The request:
Answer these questions about the forum thread on 42-inch mower decks below:
(a) What company does the first reply say both deck brands belong to?
(b) Which manufacturer made the DYT4000 Craftsman mentioned in the thread?
(c) What horsepower is the Clinton motor on the two-wheel walk-behind tractor?

Supplied passage:
▽
# 42"CUBCADET+42"YARDMAN DECKS,look alike,..



## robert sessler (Nov 9, 2020)

are a 42'" cubcadet,yardman interchangable,,,look alike???


----------



## bmaverick (Feb 20, 2014)

robert sessler said:


> are a 42'" cubcadet,yardman interchangable,,,look alike???


Maybe. Both are MTD brands.


----------



## robert sessler (Nov 9, 2020)

i have a new 42" cubcadet deck shell,at a garage sale....the yardman 42" has the mount rails on the top ,the cc doesnot,,wonder if i could switch them..


----------



## bmaverick (Feb 20, 2014)

robert sessler said:


> i have a new 42" cubcadet deck shell,at a garage sale....the yardman 42" has the mount rails on the top ,the cc doesnot,,wonder if i could switch them..


When in doubt, look at how EZ it would be to fabricate it to work.  

My old DYT4000 Craftsman was made by Husqvarna. Many of those decks would fit with very little tweaks if any. 

Manufactures really like to keep things simple with very little in variation to keep costs down.


----------



## robert sessler (Nov 9, 2020)

*looks easy enough,tku 4 reply*


----------



## robert sessler (Nov 9, 2020)

i have a old walkbehind tractor,2 wheel,with cultivators,,,has CLINTON 2.5 hp motor with gear reduction,runs vgood....what,s worth?


----------
△
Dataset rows
▽
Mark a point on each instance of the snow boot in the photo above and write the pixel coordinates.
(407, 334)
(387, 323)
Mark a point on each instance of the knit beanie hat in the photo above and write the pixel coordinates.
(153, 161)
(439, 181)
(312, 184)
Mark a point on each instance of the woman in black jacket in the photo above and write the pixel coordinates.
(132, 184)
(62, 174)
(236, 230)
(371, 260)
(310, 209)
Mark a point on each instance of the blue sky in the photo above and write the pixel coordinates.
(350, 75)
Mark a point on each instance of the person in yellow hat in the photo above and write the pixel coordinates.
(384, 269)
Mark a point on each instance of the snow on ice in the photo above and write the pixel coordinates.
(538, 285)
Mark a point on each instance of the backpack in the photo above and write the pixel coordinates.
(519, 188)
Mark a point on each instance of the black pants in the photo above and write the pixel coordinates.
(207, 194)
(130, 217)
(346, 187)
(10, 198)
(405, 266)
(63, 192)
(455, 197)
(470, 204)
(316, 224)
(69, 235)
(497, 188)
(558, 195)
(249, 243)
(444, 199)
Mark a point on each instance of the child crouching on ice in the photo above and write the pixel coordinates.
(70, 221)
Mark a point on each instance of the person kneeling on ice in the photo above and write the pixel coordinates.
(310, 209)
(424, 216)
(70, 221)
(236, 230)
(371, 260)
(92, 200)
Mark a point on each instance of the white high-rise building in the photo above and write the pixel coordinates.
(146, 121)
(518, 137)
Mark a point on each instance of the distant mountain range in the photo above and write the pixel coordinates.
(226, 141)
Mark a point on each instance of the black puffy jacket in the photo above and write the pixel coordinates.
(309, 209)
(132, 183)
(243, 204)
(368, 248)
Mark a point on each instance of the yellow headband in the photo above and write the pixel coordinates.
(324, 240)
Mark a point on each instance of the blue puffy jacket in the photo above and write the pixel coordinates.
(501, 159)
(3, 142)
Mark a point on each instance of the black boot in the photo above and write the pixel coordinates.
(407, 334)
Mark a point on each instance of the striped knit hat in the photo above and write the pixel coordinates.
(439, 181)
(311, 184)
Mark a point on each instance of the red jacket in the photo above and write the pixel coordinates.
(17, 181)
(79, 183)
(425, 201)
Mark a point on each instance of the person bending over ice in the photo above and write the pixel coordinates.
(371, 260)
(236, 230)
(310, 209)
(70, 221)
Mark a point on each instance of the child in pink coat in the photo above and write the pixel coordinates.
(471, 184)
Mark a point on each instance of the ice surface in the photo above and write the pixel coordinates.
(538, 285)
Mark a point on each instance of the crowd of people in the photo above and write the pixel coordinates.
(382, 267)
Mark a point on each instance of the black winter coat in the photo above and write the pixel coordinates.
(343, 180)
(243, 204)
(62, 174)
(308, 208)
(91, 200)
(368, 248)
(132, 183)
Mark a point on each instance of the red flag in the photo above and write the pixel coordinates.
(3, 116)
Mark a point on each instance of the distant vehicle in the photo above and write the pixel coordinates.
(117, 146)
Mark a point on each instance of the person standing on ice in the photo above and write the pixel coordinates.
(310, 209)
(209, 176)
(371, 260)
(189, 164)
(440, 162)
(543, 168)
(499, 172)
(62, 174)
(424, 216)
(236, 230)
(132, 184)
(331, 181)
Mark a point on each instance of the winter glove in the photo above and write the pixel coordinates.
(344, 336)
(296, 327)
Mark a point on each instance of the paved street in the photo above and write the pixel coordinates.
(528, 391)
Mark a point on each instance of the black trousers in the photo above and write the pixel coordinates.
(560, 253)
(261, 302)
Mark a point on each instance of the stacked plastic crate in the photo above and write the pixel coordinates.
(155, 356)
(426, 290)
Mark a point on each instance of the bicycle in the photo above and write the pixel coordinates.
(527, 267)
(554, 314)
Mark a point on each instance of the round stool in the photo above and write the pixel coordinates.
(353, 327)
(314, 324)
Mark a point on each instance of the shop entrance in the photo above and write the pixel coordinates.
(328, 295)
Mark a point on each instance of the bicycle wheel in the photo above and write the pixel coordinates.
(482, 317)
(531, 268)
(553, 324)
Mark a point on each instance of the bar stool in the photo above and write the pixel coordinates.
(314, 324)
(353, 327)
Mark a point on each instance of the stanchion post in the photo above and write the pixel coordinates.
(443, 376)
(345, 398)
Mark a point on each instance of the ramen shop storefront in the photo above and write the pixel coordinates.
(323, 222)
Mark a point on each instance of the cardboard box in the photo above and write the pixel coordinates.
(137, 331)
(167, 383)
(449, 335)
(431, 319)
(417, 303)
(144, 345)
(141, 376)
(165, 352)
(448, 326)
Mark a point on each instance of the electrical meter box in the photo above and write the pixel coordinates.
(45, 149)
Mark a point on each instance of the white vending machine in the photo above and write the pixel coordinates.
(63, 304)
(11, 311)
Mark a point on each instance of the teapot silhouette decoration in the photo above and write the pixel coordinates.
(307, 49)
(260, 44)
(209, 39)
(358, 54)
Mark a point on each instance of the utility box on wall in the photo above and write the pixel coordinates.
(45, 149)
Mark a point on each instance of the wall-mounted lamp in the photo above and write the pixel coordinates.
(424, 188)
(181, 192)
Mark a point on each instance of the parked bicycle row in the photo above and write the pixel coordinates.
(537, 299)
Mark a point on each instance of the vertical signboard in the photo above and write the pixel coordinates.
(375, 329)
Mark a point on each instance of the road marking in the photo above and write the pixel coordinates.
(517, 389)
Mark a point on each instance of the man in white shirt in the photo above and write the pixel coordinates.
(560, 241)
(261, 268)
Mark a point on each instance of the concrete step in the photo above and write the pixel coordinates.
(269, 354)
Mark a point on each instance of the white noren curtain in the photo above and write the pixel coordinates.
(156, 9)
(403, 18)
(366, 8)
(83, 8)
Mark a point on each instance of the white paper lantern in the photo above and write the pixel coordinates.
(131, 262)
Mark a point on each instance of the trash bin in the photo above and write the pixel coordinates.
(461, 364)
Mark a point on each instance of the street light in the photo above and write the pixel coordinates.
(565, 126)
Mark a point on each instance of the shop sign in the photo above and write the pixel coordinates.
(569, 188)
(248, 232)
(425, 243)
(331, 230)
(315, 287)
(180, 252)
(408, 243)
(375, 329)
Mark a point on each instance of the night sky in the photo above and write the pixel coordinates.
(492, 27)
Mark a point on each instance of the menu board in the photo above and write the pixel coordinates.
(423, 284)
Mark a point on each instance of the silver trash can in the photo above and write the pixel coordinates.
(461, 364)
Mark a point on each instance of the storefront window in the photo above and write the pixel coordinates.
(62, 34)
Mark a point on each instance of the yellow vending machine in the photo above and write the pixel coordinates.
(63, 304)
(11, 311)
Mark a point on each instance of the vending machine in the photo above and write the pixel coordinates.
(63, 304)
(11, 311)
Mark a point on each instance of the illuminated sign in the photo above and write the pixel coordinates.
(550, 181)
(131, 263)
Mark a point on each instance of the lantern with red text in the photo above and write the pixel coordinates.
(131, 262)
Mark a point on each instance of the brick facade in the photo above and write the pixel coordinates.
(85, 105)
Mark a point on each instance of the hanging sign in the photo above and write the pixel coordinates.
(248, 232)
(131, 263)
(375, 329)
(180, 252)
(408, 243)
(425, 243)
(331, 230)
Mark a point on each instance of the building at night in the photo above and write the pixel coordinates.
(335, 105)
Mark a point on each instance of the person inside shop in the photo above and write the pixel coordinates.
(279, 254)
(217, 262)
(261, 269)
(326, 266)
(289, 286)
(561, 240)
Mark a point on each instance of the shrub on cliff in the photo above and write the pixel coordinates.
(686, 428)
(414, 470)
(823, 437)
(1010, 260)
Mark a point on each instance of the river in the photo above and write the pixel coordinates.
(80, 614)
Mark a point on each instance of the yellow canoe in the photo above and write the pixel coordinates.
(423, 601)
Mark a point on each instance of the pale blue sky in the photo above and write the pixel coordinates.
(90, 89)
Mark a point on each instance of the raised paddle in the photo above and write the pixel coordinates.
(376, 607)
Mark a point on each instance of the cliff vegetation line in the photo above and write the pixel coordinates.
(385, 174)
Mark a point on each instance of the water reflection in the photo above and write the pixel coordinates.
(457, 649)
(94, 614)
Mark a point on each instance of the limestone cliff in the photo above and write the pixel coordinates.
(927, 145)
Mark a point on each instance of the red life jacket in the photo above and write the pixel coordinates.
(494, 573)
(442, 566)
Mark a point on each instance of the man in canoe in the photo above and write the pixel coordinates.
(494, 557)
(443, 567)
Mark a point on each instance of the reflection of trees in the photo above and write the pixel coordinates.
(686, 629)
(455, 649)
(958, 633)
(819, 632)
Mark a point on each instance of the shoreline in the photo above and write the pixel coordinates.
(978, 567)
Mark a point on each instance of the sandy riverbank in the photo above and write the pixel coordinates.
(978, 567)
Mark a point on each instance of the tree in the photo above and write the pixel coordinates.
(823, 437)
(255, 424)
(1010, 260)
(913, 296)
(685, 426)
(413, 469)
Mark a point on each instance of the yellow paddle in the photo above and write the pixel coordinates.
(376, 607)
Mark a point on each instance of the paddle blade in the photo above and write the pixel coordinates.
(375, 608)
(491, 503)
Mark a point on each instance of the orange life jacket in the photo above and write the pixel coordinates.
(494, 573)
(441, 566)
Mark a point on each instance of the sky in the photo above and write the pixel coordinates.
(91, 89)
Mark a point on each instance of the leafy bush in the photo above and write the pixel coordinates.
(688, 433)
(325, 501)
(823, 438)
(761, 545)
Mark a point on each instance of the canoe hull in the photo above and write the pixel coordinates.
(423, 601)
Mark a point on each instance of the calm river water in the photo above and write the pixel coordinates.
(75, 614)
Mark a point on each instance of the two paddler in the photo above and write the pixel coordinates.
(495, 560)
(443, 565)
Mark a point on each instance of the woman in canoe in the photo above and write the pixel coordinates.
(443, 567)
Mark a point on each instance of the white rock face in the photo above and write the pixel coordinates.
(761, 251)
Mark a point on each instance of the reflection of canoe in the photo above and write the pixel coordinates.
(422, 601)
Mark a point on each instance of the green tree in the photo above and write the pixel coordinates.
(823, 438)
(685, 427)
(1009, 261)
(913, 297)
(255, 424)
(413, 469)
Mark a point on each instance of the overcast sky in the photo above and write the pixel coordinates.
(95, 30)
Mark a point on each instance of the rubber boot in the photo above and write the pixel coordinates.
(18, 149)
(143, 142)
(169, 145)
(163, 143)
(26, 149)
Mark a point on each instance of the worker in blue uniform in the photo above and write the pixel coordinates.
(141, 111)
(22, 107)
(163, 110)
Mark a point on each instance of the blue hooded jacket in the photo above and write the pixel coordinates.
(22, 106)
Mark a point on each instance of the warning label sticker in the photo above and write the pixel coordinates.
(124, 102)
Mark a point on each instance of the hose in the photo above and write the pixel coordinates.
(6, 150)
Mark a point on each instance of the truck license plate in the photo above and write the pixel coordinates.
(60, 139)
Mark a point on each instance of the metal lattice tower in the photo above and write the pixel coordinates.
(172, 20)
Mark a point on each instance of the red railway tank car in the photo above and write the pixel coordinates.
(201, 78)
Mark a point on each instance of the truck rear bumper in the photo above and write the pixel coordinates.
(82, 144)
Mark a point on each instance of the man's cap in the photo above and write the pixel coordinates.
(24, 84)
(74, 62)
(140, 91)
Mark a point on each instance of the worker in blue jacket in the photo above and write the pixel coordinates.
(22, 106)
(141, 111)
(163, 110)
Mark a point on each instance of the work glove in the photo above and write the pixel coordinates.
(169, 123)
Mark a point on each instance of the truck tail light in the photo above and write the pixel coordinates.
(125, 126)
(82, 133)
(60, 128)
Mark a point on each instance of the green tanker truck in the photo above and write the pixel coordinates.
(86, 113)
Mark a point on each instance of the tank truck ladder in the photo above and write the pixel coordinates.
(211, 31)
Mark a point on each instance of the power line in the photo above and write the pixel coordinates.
△
Final answer:
(a) MTD
(b) Husqvarna
(c) 2.5 hp